Extract every line from the records below that contains the word "blue".

START Data supplied

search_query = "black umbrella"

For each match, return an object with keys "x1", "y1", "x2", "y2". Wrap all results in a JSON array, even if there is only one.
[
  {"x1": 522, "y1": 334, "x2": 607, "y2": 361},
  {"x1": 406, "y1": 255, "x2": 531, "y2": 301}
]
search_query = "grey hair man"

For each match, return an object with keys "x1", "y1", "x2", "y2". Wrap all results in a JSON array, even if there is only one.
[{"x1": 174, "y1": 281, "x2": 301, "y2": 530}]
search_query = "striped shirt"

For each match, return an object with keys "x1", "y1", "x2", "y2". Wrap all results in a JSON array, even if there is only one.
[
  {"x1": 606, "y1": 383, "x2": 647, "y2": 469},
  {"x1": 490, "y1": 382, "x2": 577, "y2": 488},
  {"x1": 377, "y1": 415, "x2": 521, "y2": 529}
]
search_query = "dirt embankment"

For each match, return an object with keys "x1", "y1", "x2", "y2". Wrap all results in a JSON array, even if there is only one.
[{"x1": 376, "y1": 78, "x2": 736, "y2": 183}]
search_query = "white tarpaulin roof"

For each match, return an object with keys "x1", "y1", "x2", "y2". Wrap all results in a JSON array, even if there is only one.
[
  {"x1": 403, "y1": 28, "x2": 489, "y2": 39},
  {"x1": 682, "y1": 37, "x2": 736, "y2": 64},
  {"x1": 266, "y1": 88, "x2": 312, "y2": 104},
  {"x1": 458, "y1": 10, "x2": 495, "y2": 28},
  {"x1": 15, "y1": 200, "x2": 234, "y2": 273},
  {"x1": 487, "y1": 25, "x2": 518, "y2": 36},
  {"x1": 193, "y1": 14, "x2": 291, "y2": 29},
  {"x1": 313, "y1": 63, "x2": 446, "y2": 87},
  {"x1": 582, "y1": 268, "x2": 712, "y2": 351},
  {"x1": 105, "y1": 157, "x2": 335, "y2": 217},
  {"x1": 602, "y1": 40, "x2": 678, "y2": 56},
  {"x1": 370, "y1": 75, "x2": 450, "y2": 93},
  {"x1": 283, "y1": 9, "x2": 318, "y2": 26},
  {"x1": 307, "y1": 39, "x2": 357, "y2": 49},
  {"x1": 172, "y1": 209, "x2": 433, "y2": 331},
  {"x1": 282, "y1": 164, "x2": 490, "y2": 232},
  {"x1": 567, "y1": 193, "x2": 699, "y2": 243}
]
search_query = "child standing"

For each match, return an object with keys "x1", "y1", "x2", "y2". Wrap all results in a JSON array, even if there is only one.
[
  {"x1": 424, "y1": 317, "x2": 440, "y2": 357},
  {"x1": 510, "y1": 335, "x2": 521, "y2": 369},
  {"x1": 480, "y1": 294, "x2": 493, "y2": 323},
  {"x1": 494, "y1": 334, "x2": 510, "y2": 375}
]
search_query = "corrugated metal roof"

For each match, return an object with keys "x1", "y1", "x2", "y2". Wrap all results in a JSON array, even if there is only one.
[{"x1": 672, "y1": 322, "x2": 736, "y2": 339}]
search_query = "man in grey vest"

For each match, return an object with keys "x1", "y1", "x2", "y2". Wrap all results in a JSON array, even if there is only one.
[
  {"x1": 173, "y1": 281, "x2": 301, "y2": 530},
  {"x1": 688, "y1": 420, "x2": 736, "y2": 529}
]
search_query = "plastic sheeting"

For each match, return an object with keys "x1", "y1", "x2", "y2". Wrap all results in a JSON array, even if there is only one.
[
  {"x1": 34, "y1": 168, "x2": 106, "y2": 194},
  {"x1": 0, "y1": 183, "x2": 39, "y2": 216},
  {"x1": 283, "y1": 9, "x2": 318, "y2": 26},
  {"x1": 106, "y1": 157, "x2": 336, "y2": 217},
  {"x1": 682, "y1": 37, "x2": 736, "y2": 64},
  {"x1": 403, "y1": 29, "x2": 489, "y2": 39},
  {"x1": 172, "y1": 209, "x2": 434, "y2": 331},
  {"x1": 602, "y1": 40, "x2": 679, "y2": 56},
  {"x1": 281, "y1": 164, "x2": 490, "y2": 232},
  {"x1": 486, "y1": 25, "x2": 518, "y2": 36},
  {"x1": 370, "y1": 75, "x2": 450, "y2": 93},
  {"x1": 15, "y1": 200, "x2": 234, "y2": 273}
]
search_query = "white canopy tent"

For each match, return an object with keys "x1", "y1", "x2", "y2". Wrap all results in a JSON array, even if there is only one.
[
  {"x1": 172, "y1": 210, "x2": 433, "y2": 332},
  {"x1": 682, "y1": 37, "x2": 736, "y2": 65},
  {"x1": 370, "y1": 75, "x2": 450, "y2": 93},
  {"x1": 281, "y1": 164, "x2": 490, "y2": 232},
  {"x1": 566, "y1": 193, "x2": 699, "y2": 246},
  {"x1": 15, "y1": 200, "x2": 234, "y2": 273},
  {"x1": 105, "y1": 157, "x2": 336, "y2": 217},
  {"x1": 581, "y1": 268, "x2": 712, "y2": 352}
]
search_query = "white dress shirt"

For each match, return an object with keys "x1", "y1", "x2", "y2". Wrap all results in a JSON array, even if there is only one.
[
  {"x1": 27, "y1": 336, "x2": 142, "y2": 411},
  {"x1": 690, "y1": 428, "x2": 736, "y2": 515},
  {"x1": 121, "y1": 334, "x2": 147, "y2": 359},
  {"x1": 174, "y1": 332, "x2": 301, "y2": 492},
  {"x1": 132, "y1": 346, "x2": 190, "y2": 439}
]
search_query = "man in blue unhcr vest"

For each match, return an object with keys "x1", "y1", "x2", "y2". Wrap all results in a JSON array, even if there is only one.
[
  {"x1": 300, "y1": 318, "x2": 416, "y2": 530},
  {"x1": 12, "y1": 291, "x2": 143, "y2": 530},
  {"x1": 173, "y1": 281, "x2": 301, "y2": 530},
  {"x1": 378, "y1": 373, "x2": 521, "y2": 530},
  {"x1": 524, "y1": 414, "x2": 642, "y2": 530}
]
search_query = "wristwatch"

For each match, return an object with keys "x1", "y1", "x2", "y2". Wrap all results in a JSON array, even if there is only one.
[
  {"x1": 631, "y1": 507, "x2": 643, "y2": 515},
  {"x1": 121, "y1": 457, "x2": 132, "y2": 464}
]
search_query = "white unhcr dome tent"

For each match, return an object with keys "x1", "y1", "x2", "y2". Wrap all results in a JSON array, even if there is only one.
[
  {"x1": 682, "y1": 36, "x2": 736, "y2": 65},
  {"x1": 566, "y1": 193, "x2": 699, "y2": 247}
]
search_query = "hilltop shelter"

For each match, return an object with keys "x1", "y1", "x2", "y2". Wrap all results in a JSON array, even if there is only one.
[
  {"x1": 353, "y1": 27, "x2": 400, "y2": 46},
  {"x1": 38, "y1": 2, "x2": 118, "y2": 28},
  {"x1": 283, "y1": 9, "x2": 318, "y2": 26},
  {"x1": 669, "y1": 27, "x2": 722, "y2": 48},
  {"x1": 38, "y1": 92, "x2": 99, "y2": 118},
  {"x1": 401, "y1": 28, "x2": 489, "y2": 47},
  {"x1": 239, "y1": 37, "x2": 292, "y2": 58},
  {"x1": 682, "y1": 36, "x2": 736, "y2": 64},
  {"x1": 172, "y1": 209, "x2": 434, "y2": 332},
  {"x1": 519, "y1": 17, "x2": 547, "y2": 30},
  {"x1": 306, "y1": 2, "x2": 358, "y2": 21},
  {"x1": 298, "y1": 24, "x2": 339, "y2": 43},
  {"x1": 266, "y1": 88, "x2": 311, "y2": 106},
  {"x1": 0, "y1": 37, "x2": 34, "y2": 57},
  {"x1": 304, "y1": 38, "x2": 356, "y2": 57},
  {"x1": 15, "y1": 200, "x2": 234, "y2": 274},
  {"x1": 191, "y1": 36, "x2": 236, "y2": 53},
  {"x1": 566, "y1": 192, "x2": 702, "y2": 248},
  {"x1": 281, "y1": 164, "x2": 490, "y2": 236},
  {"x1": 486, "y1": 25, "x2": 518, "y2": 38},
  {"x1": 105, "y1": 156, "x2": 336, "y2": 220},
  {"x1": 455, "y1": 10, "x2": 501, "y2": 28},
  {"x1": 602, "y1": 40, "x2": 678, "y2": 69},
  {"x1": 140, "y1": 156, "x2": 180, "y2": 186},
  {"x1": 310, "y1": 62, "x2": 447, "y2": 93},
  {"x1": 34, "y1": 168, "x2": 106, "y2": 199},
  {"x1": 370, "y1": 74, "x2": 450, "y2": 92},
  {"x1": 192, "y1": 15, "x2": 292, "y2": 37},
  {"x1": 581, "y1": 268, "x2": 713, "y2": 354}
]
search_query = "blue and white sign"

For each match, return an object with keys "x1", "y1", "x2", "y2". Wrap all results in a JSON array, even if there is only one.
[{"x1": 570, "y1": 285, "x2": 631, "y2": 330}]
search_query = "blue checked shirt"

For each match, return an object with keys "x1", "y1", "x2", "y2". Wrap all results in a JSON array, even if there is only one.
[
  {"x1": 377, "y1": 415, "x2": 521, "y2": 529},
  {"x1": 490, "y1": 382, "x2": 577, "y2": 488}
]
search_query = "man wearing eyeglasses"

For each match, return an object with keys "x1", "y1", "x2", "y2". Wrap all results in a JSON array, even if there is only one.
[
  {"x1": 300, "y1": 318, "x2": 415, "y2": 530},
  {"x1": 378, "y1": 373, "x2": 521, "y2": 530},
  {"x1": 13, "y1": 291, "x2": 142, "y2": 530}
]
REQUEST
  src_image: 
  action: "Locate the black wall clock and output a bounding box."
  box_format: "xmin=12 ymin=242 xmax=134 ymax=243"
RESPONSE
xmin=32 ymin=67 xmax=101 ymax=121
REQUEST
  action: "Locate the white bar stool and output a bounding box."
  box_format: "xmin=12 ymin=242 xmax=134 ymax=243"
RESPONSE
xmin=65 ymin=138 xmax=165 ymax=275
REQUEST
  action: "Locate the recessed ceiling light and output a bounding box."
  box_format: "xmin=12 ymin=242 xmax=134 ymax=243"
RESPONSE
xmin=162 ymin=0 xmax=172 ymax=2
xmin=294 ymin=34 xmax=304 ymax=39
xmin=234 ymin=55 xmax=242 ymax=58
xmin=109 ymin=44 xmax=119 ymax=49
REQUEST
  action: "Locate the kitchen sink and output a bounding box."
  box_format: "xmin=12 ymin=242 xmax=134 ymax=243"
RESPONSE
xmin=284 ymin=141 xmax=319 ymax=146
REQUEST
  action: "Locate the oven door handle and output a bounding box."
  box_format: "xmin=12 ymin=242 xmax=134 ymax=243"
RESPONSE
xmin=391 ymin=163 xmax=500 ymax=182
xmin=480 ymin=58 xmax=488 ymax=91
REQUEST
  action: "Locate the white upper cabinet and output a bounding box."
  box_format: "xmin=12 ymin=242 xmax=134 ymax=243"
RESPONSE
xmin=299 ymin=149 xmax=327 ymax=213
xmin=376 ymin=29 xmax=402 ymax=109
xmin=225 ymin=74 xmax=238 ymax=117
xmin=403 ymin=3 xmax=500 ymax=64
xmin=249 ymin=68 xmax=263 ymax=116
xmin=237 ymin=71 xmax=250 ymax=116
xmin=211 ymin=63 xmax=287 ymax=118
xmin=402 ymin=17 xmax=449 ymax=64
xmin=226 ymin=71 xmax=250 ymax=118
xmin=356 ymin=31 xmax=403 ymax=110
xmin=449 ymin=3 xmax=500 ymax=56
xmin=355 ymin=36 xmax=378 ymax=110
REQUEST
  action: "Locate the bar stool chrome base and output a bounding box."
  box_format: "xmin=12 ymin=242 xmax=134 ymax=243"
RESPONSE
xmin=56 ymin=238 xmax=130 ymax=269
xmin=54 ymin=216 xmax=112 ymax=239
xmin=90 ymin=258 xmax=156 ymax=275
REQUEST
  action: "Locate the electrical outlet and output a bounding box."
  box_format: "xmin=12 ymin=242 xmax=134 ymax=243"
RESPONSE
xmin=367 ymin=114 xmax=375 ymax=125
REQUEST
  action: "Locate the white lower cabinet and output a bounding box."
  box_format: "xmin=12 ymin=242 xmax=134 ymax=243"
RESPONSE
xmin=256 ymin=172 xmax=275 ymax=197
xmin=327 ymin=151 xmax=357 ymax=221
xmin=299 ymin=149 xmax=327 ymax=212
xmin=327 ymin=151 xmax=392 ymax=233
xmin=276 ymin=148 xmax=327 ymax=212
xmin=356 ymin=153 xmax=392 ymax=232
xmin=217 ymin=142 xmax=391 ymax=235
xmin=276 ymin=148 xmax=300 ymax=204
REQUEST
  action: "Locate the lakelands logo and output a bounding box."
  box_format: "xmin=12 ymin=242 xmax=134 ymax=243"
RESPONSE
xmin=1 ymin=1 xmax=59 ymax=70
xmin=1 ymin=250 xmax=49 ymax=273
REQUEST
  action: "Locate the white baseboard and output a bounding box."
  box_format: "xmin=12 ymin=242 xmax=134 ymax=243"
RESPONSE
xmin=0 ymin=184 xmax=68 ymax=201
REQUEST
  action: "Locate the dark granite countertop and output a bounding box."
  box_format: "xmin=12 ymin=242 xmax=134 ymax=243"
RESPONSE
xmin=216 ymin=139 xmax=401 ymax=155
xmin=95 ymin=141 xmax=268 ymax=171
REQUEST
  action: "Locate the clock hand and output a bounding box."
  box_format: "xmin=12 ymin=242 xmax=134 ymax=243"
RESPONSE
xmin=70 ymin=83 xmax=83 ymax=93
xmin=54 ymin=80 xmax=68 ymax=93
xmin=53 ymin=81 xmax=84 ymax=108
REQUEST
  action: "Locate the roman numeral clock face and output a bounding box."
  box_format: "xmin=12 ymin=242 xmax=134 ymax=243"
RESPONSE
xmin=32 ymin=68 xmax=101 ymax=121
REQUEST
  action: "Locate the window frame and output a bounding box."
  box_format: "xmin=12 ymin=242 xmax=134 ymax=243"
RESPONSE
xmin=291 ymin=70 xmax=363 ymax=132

END Data supplied

## Solved problem
search_query = "man in blue unhcr vest"
search_query = "blue and white sign"
search_query = "blue checked shirt"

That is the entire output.